## Aim
How many of the lines below contain the string "Need"? Reply with the number alone.

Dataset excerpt
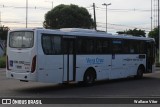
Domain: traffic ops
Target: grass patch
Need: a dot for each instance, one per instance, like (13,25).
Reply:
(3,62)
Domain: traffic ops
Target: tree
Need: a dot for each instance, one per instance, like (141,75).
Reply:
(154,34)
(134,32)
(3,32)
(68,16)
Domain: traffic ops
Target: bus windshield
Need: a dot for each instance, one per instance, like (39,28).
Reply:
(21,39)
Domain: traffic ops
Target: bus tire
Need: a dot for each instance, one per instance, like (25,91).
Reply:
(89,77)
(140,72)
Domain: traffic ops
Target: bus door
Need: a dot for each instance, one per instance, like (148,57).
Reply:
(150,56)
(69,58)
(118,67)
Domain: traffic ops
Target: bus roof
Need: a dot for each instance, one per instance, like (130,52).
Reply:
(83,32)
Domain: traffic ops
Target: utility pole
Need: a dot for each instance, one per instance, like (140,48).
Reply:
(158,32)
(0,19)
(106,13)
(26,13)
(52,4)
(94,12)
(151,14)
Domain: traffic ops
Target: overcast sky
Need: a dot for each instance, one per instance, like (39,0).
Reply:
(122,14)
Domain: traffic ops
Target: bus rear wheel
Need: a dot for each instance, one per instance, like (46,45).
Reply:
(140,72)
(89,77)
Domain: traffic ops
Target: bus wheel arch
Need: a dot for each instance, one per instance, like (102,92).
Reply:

## Response
10